The doctors in the two cases were convicted of unlawful drug distribution. One, Dr. Xiulu Ruan, was accused of running a clinic in Alabama with a business partner that issued nearly 300,000 prescriptions for controlled substances in a little more than four years, making it one of the nation’s leading sources of prescriptions for some kinds of fentanyl drugs.

The other, Dr. Shakeel Kahn, was accused of writing prescriptions in Arizona and Wyoming in exchange for payments that roughly tracked the street prices of the drugs. Prosecutors said he had accepted payment in cash and personal property, including firearms.

The question for the justices was how to read a phrase in a regulation under the Controlled Substances Act. The phrase set out an exception to the law’s prohibition and penalties, for prescriptions that were “issued for a legitimate medical purpose by an individual practitioner acting in the usual course of his professional practice.”

Eric J. Feigin, a lawyer for the federal government, said that exception described an objective standard rooted in established medical norms, one that the two doctors had ignored.

“They want to be free of any obligation even to undertake any minimal effort to act like doctors when they prescribe dangerous, highly addictive and, in one case, lethal dosages of drugs to trusting and vulnerable patients,” he said.

Lawyers for the doctors said the right standard was a subjective one, focused on whether they had acted in good faith even if their conduct was at odds with generally accepted medical practices.

“The problem is that medical standards evolve,” said Lawrence S. Robbins, a lawyer for Dr. Ruan. “It’s a constantly evolving matter. And that deference to patients and their illness and their doctors requires a subjective standard.”

Beau B. Brindley, a lawyer for Dr. Kahn, warned of a “terrible chilling effect” that would result from turning the Drug Enforcement Administration into “a de facto national medical board.”

Chief Justice John G. Roberts Jr. said that subjective understandings did not generally create a defense to criminal charges.

A motorist stopped for driving 70 miles per hour when the speed limit was 55 may have believed the limit was 70. “You still get the ticket, right?” Chief Justice Roberts asked.

Mr. Robbins said that different rules applied for serious criminal charges.

“You don’t get to defend the traffic violation based on your state of mind,” he said, adding that more was required “when you’re talking about sending doctors, or anybody for that matter, to jail for mandatory minimums of decades in prison.”

Justice Amy Coney Barrett proposed what she suggested was a closer analogy. Suppose, she said, that a criminal statute provides, “Except as authorized by law, you must drive under 55 miles per hour.”

Motorists driving much faster to bring an injured child to an emergency room, she said, might incorrectly but in good faith understand the exception to apply to them.

Justice Brett M. Kavanaugh agreed. “If the statute says ‘except as authorized’ and you sincerely believe you’re authorized to drive 100 to get your child to the hospital, you should be acquitted, right?” he asked.

Justice Kavanaugh then turned to the cases before the court, Ruan v. United States, No. 20-1410, and Kahn v. United States, No. 21-5261.

“The doctor may have violated that objective standard but might have legitimately thought that the standard was somewhat different and, therefore, in those circumstances should not be sent away for 20 years to prison, right?” he asked.

Justice Samuel A. Alito Jr., drawing on what he had learned from “my old English teacher,” said the placement of the phrase “knowingly and intentionally” in the statute, after the exception on which the doctors relied, meant it did not apply to the exception, undercutting the doctors’ argument that subjective good faith matters.

The grammatical flaws in the doctors’ arguments did not stop there, Justice Alito said. “The problem is what an adverb can modify,” he said. “It can only modify a verb.”

Justice Stephen G. Breyer disagreed, recalling his own school days.

“I had a different English teacher, Ms. Chichester,” he said, “who told us an adverb could modify a verb, an adjective or another adverb.” (Most authorities would agree that Justice Breyer is exactly right.)

Sounding a little rueful, Chief Justice Roberts said, “I can’t remember my grammar teacher’s name.”

Information:
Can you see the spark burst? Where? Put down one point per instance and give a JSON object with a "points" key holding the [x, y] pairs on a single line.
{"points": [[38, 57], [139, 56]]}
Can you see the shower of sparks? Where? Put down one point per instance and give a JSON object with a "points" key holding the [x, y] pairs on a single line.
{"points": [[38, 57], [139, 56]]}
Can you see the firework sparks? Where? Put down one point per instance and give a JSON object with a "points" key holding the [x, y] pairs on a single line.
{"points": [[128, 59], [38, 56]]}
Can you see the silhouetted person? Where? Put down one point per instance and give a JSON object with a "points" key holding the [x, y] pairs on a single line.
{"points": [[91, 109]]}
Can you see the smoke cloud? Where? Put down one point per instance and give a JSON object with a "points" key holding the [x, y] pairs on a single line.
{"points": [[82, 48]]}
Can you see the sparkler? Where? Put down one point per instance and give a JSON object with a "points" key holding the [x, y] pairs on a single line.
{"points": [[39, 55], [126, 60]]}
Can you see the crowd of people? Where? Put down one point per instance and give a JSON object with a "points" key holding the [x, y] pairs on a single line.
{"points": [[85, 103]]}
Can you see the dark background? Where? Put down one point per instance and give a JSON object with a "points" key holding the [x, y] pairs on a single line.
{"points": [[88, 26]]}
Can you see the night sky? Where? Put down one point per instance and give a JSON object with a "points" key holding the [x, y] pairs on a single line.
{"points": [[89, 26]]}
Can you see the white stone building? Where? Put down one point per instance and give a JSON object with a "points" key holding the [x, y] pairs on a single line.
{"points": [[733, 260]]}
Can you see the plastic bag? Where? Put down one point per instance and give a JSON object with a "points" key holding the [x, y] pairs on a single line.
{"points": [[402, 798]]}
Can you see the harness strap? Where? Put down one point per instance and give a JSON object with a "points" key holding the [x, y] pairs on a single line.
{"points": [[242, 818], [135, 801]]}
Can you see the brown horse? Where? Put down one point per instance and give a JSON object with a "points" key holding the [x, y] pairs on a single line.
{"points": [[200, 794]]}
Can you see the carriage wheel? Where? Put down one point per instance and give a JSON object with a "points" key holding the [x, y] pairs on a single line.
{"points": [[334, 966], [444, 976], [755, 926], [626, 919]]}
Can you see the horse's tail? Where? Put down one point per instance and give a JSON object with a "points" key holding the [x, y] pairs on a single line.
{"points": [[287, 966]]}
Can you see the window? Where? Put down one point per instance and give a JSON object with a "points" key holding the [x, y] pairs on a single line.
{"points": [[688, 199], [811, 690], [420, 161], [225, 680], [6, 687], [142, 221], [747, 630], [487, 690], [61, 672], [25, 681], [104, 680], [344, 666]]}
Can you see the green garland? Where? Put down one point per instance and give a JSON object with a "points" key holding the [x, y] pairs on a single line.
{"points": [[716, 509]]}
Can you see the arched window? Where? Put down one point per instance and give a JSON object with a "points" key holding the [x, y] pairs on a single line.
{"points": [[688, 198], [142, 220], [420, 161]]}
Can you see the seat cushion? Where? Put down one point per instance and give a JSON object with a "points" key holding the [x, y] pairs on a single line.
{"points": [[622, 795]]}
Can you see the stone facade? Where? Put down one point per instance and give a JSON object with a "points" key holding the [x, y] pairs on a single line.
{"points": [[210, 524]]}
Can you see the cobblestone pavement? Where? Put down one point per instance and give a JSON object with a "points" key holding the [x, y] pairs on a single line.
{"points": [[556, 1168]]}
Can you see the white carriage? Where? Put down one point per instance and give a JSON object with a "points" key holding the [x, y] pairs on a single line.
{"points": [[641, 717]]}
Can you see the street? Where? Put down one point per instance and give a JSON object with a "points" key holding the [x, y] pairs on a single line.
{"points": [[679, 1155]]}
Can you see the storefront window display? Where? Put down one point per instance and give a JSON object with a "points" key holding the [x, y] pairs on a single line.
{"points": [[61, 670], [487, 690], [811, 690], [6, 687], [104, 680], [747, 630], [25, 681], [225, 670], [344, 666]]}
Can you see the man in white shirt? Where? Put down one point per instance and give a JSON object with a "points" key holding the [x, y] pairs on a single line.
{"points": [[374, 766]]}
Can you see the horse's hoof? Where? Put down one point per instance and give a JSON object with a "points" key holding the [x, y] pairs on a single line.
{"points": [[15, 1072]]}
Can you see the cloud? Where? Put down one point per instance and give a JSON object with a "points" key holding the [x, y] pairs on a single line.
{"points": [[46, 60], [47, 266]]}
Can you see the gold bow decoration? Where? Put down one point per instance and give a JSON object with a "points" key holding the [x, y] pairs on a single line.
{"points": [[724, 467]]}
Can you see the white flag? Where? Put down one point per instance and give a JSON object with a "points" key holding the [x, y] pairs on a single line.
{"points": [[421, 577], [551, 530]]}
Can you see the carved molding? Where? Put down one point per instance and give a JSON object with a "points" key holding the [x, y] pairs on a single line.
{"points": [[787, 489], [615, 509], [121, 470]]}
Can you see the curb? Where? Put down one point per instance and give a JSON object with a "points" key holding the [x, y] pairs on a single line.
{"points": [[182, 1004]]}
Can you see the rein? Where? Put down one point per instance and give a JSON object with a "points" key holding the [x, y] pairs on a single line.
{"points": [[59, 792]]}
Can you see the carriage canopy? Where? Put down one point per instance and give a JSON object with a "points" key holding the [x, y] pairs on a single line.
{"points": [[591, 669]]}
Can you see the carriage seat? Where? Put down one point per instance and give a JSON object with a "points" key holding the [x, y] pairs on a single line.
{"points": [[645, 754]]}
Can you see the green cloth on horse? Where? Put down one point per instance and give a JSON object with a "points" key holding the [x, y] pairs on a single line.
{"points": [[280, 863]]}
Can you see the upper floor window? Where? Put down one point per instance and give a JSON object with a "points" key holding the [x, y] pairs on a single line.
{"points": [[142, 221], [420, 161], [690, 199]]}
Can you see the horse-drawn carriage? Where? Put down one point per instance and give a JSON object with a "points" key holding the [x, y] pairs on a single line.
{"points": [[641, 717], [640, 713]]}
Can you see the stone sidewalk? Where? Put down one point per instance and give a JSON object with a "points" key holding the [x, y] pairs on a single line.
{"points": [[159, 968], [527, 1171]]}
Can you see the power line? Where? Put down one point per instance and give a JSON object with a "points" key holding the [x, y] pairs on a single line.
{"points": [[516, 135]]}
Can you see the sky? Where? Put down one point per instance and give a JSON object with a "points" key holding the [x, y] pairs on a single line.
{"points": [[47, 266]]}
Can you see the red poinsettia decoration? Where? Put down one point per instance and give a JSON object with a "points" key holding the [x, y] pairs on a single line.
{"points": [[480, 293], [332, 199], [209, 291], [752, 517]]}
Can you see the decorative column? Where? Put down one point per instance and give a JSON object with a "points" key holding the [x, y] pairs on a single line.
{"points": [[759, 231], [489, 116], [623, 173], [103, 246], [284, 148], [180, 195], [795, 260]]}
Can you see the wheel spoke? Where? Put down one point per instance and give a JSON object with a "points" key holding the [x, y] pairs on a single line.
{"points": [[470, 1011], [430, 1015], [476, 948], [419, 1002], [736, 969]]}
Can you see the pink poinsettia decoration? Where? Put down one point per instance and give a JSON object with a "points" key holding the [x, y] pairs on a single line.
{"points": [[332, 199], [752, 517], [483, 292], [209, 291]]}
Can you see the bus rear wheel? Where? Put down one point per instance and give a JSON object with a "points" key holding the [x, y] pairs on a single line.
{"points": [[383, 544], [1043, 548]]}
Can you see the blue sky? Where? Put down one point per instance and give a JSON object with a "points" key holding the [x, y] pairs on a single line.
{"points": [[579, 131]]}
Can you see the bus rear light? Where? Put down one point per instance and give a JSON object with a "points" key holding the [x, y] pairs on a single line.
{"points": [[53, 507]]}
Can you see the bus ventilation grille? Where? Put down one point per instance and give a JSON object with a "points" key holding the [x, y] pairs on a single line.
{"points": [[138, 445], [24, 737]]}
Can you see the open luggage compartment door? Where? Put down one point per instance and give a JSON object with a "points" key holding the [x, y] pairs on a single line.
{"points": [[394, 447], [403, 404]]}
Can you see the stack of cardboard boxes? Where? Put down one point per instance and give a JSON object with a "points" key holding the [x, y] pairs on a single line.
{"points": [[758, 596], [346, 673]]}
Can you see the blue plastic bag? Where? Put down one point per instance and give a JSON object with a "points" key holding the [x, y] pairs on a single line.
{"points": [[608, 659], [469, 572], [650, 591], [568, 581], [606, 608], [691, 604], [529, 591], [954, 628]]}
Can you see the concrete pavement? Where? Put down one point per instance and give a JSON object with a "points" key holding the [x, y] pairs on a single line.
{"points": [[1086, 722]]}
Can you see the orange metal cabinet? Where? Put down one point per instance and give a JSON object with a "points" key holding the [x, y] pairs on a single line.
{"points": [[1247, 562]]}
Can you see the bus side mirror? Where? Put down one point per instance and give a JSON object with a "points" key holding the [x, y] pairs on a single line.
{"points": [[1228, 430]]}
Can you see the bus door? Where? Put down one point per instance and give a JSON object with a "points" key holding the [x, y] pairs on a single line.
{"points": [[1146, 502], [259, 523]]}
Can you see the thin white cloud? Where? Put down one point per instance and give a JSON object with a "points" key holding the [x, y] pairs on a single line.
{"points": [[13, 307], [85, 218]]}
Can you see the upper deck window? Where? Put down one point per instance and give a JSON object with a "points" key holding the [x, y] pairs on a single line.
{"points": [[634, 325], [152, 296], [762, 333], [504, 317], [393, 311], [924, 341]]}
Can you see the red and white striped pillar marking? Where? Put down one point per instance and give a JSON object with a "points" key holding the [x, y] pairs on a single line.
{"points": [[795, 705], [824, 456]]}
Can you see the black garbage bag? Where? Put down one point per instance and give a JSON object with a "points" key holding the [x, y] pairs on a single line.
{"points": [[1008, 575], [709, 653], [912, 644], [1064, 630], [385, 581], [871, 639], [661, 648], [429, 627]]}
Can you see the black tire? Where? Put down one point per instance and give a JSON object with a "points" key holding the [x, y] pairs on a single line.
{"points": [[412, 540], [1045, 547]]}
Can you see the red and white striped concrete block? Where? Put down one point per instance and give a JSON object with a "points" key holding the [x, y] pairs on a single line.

Work item: Write out the part of the passage about the two doctors' prescription cases that begins at the words "Chief Justice John" and stops after the words "serious criminal charges.".

Your response:
Chief Justice John G. Roberts Jr. said that subjective understandings did not generally create a defense to criminal charges.

A motorist stopped for driving 70 miles per hour when the speed limit was 55 may have believed the limit was 70. “You still get the ticket, right?” Chief Justice Roberts asked.

Mr. Robbins said that different rules applied for serious criminal charges.